STUDY TEXT —
= Beginning of Section =
The Star Tribune reports that a number of agencies that address invasive species in Minnesota waters are busily preparing to protection and prevention efforts to thwart further encroachment.

The state Department of Natural Resources plans to spread the word with a campaign on TV, radio and billboards. "City councils, county boards and park systems are allocating money and hiring seasonal inspectors. State natural resource experts are training them. Boat manufacturers are developing filters to keep invaders out of ballast water," the story said.

The newspaper said that DNR will certify about 300 inspectors to work for city, county and park systems to check boats entering clean lakes and leaving infested lakes. About 150 DNR inspectors will be assigned to high-risk sites. They will operate 23 portable decontamination units to disinfect boats and trailers.

Inspectors will also be stationed in the Three Rivers Park System during park hours at lakes including Fish, Bryant, Medicine, Independence, Minnetonka and Hyland, and that most parks will have staff at entry gates to do inspections. Inspections will also be stepped up at boat launches at Harriet, Calhoun and Nokomis lakes in Minneapolis.

The Pioneer Press reported that at an Aquatic Invasive Species Symposium held last week in St. Paul, sponsored by the Minnehaha Creek Watershed District and Minnesota Association of Watershed Districts, found some relatively positive indicators about the fight. Participants learned that the list of Minnesota waters contaminated by zebra mussels is growing at a slower pace that in the past, with 17 distinct water bodies reporting new infestations.
= End of Section =
RECORD EXCERPTS —
= Beginning of Section =
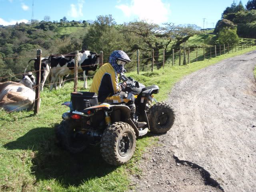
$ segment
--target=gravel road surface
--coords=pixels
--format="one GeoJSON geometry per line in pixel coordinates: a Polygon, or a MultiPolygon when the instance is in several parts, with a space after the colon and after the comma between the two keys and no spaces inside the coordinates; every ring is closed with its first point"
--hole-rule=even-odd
= End of Section =
PROBLEMS TO SOLVE —
(1) Repeat word for word the part of the invasive-species article starting with "The Star Tribune" and going on through "boats and trailers.".
(2) Answer from the article on invasive species in Minnesota waters:
(a) How many inspectors will the DNR certify to work for city, county and park systems?
(b) How many portable decontamination units will DNR inspectors operate?
(c) How many distinct water bodies reported new zebra mussel infestations?
(3) Carry the article on invasive species in Minnesota waters forward from its last sentence.

ANSWER LIST —
(1)
The Star Tribune reports that a number of agencies that address invasive species in Minnesota waters are busily preparing to protection and prevention efforts to thwart further encroachment.

The state Department of Natural Resources plans to spread the word with a campaign on TV, radio and billboards. "City councils, county boards and park systems are allocating money and hiring seasonal inspectors. State natural resource experts are training them. Boat manufacturers are developing filters to keep invaders out of ballast water," the story said.

The newspaper said that DNR will certify about 300 inspectors to work for city, county and park systems to check boats entering clean lakes and leaving infested lakes. About 150 DNR inspectors will be assigned to high-risk sites. They will operate 23 portable decontamination units to disinfect boats and trailers.

(2)
(a) About 300
(b) 23
(c) 17

(3)
The Associated Press reported that the boating industry has come on board to help in prevention efforts. The Water Sports Industry Association was one of the partners in presenting the forum. The association is working in tandem with boat makers to test filters that prevent the youngest zebra mussels from being transported in ballast tanks.

Scientists are getting started at the University of Minnesota’s new aquatic invasive species research center, created after legislators appropriated funds for it in 2012.

New invasive species listed on the “least wanted” list by the Minnehaha Creek Watershed District include the hydrilla plant, the New Zealand mudsnail, the rusty crayfish, and the spiny water flea.

Fertilized Asian carp eggs were reported earlier this month from samples taken from the Mississippi in waters connected to Minnesota.